■ **Data supplied**:
****

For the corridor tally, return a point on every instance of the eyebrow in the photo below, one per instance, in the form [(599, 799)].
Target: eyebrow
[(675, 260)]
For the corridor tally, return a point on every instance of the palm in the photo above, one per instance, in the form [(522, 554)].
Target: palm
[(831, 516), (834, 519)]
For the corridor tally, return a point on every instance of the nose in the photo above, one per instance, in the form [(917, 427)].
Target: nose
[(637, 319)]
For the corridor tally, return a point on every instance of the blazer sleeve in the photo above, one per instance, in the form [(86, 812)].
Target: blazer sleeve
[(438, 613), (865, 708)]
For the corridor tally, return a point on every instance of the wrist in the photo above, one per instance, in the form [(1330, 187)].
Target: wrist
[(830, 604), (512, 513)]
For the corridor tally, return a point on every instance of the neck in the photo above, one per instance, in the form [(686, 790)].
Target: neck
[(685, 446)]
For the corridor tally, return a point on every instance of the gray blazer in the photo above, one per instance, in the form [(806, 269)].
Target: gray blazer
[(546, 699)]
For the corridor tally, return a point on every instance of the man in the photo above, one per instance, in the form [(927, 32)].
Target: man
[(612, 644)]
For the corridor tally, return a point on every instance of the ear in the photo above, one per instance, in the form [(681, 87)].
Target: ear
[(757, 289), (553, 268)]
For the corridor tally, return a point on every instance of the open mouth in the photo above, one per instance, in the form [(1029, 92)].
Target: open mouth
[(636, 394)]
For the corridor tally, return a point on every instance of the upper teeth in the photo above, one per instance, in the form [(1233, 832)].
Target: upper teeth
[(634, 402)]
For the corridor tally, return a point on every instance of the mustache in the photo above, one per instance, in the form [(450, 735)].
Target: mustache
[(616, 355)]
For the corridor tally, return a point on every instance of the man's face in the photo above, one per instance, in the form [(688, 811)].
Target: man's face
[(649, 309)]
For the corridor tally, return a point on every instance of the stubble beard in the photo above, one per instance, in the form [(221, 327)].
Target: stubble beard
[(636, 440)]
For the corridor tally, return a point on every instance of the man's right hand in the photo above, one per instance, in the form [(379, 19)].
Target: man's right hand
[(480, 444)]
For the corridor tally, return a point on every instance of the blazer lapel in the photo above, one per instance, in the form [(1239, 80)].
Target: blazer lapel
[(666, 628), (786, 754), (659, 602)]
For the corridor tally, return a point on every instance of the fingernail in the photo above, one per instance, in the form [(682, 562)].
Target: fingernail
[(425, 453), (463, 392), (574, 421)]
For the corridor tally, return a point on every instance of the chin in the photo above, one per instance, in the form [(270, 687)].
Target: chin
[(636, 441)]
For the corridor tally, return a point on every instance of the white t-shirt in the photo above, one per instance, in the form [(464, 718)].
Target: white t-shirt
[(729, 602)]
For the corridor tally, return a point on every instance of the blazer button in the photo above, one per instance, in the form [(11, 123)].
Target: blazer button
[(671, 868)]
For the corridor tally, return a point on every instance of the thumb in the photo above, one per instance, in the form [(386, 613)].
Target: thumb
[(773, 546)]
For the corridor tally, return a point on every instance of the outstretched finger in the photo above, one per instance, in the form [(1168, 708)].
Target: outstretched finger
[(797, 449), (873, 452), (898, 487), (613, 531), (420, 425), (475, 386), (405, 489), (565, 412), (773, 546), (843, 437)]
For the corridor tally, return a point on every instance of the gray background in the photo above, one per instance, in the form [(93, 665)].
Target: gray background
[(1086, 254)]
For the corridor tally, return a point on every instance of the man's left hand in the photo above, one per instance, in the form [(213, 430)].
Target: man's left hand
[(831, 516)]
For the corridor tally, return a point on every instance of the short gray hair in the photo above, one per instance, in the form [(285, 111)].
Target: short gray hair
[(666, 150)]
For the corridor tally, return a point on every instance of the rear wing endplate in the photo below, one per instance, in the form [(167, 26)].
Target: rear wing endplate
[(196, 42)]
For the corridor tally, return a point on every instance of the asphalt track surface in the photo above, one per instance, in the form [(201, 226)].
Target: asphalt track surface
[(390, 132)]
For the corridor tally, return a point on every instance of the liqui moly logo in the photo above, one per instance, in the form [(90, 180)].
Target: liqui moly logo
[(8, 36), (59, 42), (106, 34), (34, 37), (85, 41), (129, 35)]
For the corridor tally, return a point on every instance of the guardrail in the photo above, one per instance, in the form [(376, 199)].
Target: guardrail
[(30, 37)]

****

■ **Activity**:
Which lines of the records above contain the word "below"? Copy each of them.

■ **Response**:
For the corridor tally, return a point on every instance of the eyebrow in the photo below, one per instance, in the form [(599, 799)].
For the corridor tally, return a point on every instance of the rear wing endplate in the photo below, one per instance, in the form [(167, 26)].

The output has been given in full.